>> start EXCERPTED TEXT
- Born: February 6, 1986 (age 40) Aurora, Colorado, U.S.
- Education: United States Air Force Academy
- Known for: LGBT rights activism
- Website: www.JoshSeefried.com

= Josh Seefried =

American LGBT rights activist

Josh Seefried (born February 6, 1986) is an LGBT rights activist, a former captain in the United States Air Force, and a former co-chairman on the Board of Directors of OutServe-SLDN, an association of lesbian, gay, bisexual and transgender members of the U.S. Military. A graduate from the U.S. Air Force Academy in 2009, Josh was formerly known by his pseudonym JD Smith during his campaign to end the discrimination against lesbians, gays and bisexuals serving openly in the United States military.
>> end EXCERPTED TEXT
>> start DATA LISTING
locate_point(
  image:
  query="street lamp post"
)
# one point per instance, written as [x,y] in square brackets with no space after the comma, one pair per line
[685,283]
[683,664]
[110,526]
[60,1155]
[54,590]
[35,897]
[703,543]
>> end DATA LISTING
__WHAT IS NEEDED__: Write the next part of the Josh Seefried profile, continuing from its final sentence. The stored items are separate from the Josh Seefried profile.

__FINAL RESULT__:
Using social networking tools such as Facebook, Seefried organized LGBT active-duty military personnel into an underground association OutServe. To preclude outing himself as gay while serving on active duty in the Air Force, a violation of the then- Don't Ask, Don't Tell policy for which he could have been prosecuted and discharged, he assumed the leadership role and interacted with the media and officials in the Pentagon and the White House using only his pseudonym. He has appeared on CNN, HLN, and MSNBC in shadow; additionally, his comments continue to be regularly sought after by the media as a representative of lesbian, gay, and bisexual actively-serving military members. He was also an invited guest to the presidential signing of the legislation to repeal "Don't Ask, Don't Tell."

On October 27, 2012, the two organizations OutServe and SLDN merged. Seefried was voted co-chair of the board of directors, making him the youngest at 26 to co-chair any major LGBT organization. Seefried later resigned from the board of directors and left OutServe-SLDN.

==Bibliography==

- Seefried, Josh (2011). "Don't Ask, Don't Tell"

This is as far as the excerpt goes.